[Saved entries]
"""
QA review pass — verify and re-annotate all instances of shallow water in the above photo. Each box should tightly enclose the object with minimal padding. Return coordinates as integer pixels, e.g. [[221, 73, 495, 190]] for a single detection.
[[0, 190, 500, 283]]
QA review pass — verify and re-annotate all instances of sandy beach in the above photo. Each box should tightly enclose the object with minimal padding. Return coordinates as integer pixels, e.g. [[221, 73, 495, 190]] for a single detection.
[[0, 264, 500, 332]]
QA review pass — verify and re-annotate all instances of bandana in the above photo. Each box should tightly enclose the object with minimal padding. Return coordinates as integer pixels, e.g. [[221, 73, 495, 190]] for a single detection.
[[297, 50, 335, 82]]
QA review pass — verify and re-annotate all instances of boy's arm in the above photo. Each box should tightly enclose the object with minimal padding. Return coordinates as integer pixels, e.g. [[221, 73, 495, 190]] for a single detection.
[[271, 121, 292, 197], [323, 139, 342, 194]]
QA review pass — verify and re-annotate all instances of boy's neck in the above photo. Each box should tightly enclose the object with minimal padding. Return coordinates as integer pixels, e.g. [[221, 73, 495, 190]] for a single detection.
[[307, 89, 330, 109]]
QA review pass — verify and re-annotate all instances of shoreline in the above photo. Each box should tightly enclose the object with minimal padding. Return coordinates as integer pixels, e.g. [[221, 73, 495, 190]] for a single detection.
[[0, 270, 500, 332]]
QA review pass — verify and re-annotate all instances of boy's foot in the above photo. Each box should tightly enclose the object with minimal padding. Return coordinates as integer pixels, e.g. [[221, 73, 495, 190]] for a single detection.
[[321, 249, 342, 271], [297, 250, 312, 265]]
"""
Given request: Starting with the first line of the entries above and going on through the line with "[[0, 264, 500, 332]]", write every line again, requests included, multiplying each bounding-box coordinate in the answers by 0.95 and rounding to a whole number, with halves rounded up. Leave the numbers in the requests and their format samples unchanged.

Result of the exercise:
QA review pass — verify and re-annotate all instances of shallow water in the above photo. Each box should tightly enclose the object with minimal padding. Return coordinates as integer pixels, e.g. [[221, 73, 495, 190]] for a single detection.
[[0, 181, 475, 269]]
QA review pass — verify and re-annotate all instances of sandy beach in the above photo. Each box should tightly enclose the object with minimal padding. Return coordinates as integer pixels, e.g. [[221, 73, 495, 190]] for a single detection.
[[0, 251, 475, 315]]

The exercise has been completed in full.